DATA FOR ANALYSIS
——————
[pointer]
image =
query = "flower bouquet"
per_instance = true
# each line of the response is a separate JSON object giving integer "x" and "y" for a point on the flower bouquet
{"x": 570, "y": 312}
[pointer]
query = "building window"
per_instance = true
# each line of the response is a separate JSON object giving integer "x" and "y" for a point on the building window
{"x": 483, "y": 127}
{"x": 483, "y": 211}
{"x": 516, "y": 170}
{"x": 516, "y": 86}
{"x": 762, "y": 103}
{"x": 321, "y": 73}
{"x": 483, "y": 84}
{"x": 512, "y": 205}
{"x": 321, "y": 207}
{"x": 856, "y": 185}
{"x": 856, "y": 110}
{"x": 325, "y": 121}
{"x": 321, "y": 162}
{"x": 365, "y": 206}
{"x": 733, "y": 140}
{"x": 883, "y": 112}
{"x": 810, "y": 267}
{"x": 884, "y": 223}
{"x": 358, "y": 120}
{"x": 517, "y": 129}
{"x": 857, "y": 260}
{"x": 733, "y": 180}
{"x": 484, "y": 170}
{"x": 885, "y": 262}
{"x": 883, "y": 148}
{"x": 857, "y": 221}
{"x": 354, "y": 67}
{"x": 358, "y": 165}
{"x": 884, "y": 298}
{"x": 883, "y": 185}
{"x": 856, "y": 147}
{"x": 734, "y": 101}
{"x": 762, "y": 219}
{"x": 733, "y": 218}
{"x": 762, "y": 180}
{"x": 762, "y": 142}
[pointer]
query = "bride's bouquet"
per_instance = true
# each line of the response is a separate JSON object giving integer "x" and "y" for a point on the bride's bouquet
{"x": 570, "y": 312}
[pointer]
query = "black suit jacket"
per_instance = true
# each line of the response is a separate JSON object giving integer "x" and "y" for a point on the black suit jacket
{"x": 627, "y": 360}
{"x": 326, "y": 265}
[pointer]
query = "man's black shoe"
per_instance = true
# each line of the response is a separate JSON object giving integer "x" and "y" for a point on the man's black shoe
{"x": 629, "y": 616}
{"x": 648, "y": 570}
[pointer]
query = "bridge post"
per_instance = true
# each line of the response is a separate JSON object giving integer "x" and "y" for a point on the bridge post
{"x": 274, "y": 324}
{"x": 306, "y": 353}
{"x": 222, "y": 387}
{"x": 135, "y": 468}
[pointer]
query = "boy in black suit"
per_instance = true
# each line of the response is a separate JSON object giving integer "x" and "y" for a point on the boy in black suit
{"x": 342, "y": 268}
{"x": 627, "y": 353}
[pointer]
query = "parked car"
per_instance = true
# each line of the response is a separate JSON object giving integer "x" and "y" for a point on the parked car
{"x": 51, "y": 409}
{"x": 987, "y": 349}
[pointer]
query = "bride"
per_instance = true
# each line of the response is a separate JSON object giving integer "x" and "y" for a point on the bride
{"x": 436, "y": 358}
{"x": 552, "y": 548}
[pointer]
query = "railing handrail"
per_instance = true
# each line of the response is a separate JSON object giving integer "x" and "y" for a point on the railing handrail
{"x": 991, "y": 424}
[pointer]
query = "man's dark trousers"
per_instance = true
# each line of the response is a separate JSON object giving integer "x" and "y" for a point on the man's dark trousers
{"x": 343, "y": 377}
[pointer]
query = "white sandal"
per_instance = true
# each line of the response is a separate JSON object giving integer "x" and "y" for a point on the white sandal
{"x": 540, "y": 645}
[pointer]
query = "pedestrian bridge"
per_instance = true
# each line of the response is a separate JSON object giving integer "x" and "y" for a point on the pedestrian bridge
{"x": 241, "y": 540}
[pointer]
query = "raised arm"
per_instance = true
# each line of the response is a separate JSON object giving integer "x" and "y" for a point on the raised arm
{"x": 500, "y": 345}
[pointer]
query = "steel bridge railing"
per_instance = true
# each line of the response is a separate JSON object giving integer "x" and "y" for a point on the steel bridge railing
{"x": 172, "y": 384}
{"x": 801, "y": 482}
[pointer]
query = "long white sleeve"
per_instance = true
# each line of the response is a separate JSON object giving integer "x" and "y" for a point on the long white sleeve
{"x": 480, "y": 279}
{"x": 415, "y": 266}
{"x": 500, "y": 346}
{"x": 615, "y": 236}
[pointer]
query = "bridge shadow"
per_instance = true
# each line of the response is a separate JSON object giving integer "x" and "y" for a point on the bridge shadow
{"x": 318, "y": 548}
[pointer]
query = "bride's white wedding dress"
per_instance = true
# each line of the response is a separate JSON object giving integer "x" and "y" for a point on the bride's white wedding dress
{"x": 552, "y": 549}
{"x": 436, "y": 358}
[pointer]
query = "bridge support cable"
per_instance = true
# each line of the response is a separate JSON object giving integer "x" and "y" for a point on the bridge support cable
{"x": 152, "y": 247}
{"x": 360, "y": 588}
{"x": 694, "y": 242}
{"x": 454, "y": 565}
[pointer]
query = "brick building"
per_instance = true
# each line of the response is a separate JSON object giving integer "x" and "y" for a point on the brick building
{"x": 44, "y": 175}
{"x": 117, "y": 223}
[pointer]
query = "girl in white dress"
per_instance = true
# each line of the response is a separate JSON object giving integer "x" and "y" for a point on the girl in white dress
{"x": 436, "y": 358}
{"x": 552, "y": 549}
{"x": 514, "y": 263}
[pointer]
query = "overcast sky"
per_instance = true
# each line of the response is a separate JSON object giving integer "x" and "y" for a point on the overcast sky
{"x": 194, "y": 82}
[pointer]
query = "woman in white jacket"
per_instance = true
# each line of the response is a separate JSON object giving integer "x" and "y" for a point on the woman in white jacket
——————
TASK TO CARRY OUT
Identify the lines above with the word "woman". Copy them.

RESPONSE BELOW
query = "woman in white jacket"
# each line of the response is a separate JSON object giving integer "x" and "y" for a point on the woman in white jacket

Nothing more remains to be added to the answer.